* _Data section_
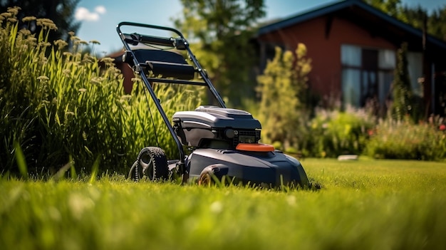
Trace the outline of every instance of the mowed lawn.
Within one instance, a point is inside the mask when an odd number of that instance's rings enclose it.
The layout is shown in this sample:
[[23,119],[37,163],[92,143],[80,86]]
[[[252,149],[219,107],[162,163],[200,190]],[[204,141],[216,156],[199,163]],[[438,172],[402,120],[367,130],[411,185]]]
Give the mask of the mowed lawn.
[[445,249],[446,163],[304,159],[318,190],[0,179],[0,249]]

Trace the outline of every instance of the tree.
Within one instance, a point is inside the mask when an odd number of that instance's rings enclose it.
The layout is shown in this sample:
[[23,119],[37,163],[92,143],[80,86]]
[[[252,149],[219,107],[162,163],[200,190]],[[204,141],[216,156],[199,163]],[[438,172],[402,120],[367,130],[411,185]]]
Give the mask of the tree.
[[393,118],[402,120],[406,116],[416,121],[418,107],[414,101],[414,95],[410,86],[410,79],[408,72],[408,59],[406,57],[408,44],[403,43],[398,51],[396,68],[392,89],[393,103],[392,115]]
[[2,0],[0,1],[0,13],[6,12],[8,8],[15,6],[21,8],[17,16],[19,29],[26,28],[33,33],[39,33],[41,26],[36,25],[36,21],[24,22],[24,17],[34,16],[36,19],[48,19],[57,26],[57,30],[51,32],[48,41],[58,39],[68,41],[68,32],[76,32],[81,24],[74,21],[73,14],[80,0]]
[[[249,71],[255,53],[251,27],[264,16],[263,0],[182,0],[183,17],[175,19],[197,51],[216,88],[233,105],[254,95]],[[229,98],[229,99],[228,99]]]
[[425,19],[427,33],[446,41],[446,5],[429,14],[420,5],[415,8],[403,6],[400,0],[365,0],[365,1],[416,28],[422,30]]
[[276,47],[276,55],[257,78],[261,95],[259,110],[263,121],[264,141],[279,142],[284,147],[297,147],[299,131],[304,127],[303,93],[306,88],[311,60],[306,58],[306,46],[299,43],[294,53]]

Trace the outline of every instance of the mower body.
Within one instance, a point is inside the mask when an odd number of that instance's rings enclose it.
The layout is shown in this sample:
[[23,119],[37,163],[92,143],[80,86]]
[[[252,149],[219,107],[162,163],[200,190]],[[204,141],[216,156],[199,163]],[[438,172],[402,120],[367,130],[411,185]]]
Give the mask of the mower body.
[[[126,33],[121,31],[125,26],[168,31],[178,37]],[[144,148],[130,169],[133,177],[138,179],[140,175],[147,175],[151,179],[165,179],[173,175],[167,174],[170,172],[181,175],[185,182],[199,179],[199,183],[202,179],[209,181],[212,176],[235,184],[308,187],[307,176],[298,160],[261,142],[259,120],[247,111],[225,106],[180,31],[130,22],[119,24],[117,31],[125,48],[122,58],[117,60],[128,63],[135,73],[140,75],[179,152],[178,160],[167,160],[162,149]],[[135,47],[140,43],[150,49]],[[183,57],[184,53],[172,50],[186,52],[189,60]],[[152,88],[155,83],[205,86],[218,105],[177,112],[167,118]]]

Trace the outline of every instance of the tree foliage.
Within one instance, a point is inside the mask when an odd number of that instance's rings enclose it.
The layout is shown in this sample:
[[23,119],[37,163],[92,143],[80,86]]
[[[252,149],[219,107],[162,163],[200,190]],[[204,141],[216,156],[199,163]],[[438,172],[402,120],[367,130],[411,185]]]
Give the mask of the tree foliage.
[[227,103],[239,105],[245,95],[254,96],[255,81],[249,80],[249,71],[255,51],[249,39],[254,31],[251,27],[265,15],[263,0],[181,2],[183,16],[175,24]]
[[303,95],[311,60],[306,58],[306,46],[299,43],[294,53],[276,47],[276,55],[257,78],[261,95],[259,119],[263,139],[280,142],[284,147],[296,147],[301,133]]
[[408,71],[407,51],[408,44],[403,43],[401,48],[398,51],[397,64],[392,90],[393,96],[392,115],[398,120],[402,120],[406,116],[410,116],[416,120],[418,115]]
[[429,14],[422,6],[403,6],[401,0],[365,0],[387,14],[415,28],[422,30],[425,19],[428,34],[446,41],[446,4]]
[[27,28],[33,33],[39,33],[41,26],[36,21],[23,21],[26,16],[51,20],[57,26],[57,30],[51,32],[48,41],[63,39],[68,41],[68,32],[76,33],[81,24],[75,21],[73,14],[80,0],[2,0],[0,1],[0,13],[6,12],[9,8],[19,6],[21,9],[17,15],[19,29]]

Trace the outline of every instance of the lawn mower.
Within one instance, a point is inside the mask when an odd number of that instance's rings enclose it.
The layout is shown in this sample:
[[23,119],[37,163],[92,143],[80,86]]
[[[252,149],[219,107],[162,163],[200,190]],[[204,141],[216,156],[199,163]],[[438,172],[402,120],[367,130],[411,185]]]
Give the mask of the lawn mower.
[[[123,26],[144,32],[123,33]],[[177,160],[167,160],[160,147],[142,148],[130,167],[130,178],[156,180],[176,176],[182,182],[199,184],[227,181],[257,187],[308,187],[297,159],[260,142],[259,120],[247,111],[226,107],[180,31],[132,22],[121,22],[116,29],[125,48],[123,62],[140,76],[179,152]],[[158,31],[175,37],[153,35]],[[216,104],[177,112],[170,120],[152,88],[153,84],[162,83],[205,86]]]

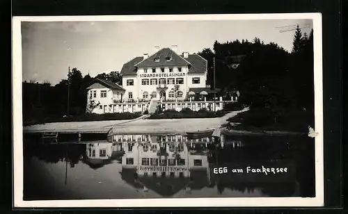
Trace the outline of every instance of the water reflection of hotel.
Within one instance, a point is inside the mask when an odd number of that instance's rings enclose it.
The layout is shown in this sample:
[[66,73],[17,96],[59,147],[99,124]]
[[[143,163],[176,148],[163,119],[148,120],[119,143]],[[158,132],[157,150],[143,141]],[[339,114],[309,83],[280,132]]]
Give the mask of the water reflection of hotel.
[[209,183],[207,147],[209,138],[189,140],[180,135],[114,135],[124,150],[122,178],[134,187],[173,196],[182,189]]

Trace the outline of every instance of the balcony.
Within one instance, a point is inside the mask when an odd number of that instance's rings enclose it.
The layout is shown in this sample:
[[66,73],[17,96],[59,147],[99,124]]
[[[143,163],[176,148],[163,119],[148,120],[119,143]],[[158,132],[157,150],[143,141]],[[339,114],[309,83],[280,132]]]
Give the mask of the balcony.
[[168,89],[167,84],[158,84],[157,89]]

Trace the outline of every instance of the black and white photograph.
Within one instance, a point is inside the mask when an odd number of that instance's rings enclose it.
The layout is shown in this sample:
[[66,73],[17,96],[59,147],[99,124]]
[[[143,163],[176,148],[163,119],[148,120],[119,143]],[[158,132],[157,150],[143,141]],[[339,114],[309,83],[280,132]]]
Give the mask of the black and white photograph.
[[319,13],[13,24],[15,206],[324,206]]

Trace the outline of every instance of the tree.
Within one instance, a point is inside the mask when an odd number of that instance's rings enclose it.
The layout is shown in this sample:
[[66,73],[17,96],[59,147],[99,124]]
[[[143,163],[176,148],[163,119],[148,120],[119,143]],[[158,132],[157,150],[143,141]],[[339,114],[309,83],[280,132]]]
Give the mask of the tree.
[[292,42],[292,53],[297,52],[303,46],[302,31],[297,24]]

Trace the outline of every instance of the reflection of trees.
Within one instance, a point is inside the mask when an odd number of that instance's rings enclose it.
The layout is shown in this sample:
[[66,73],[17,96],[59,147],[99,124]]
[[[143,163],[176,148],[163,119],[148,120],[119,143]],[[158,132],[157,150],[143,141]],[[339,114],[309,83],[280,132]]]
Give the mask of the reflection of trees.
[[45,163],[57,163],[65,159],[72,167],[86,155],[86,145],[82,144],[26,145],[24,149],[29,157],[37,157]]

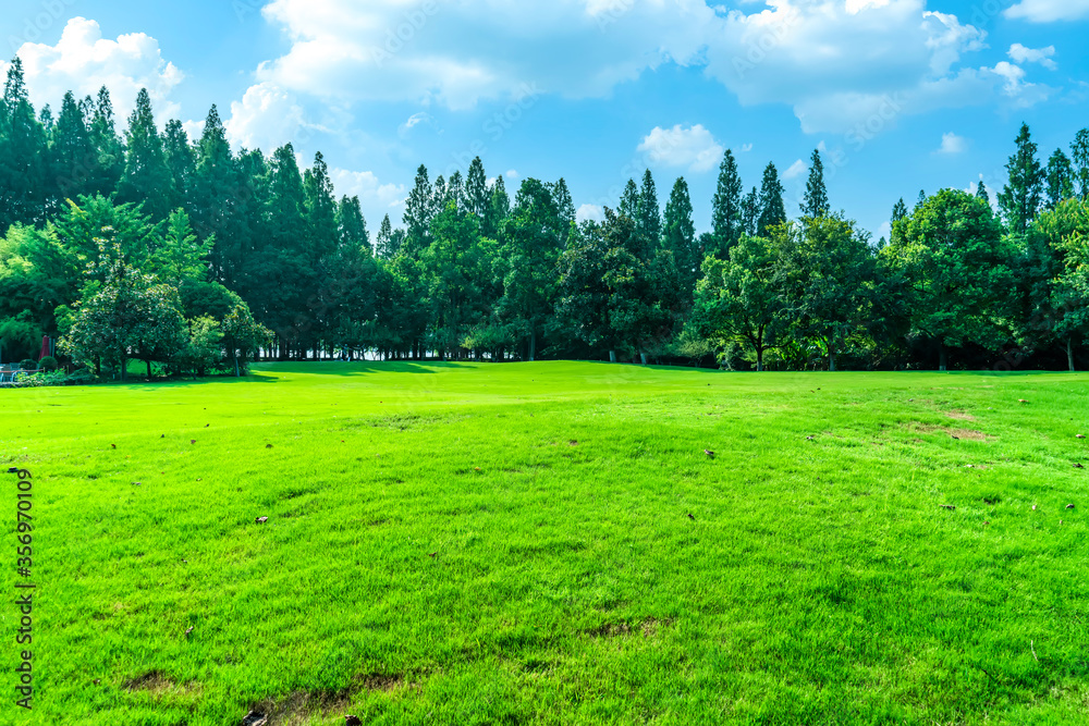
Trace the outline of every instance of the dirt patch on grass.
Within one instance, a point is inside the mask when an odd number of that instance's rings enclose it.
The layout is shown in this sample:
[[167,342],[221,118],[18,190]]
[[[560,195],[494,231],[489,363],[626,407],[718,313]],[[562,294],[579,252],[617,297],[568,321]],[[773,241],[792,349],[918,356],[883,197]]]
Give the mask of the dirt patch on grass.
[[392,692],[405,685],[402,675],[369,673],[356,676],[352,685],[339,691],[292,691],[274,700],[253,706],[253,712],[265,715],[265,726],[307,726],[315,715],[322,718],[341,718],[351,711],[352,698],[363,691]]
[[918,421],[905,426],[920,433],[942,433],[953,439],[966,439],[968,441],[992,441],[994,439],[994,436],[988,435],[982,431],[976,431],[975,429],[954,429],[947,426],[919,423]]
[[585,632],[591,638],[623,638],[635,633],[644,638],[654,638],[663,628],[671,625],[673,625],[672,618],[648,617],[638,623],[604,623]]
[[130,692],[143,691],[155,698],[162,698],[167,693],[196,693],[200,690],[200,684],[195,680],[179,684],[162,670],[152,670],[137,678],[130,678],[121,685],[121,688]]

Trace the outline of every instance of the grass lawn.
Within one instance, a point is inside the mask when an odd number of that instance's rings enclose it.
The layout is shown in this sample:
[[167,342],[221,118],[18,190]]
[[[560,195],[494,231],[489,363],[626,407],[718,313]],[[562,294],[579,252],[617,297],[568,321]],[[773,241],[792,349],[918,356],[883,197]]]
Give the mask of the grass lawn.
[[1089,723],[1089,376],[269,365],[0,410],[2,724]]

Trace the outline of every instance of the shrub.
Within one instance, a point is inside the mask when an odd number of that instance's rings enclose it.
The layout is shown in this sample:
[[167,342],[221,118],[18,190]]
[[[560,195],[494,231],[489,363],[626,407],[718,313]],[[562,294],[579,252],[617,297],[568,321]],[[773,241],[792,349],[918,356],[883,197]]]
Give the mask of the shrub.
[[90,370],[89,368],[81,368],[79,370],[73,371],[72,373],[70,373],[64,378],[64,381],[66,383],[72,383],[75,385],[94,383],[97,380],[98,377],[95,376],[95,371]]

* _Requirements_
Output the records as a Markdown table with columns Number and Record line, one row per line, blank lines omitted, starting with the line containing "Trace the outline of every instance of the balcony." and continuing through the line containing "[[168,89],[167,84],[158,84],[157,89]]", and nothing else.

* _Reply to the task_
| Number | Record line |
|---|---|
| 1 | Trace the outline of every instance of the balcony. |
| 2 | Within one instance, a point is inside the mask when an odd number of that instance's rings enclose it. |
| 3 | The layout is shown in this sample: |
| 4 | [[66,73],[17,96],[59,147],[99,124]] |
| 5 | [[[143,163],[176,148],[163,119],[148,120],[119,143]],[[158,132],[157,150],[143,141]],[[339,114],[309,83],[280,132]]] |
| 6 | Give the mask of the balcony. |
| 7 | [[168,89],[167,84],[158,84],[157,89]] |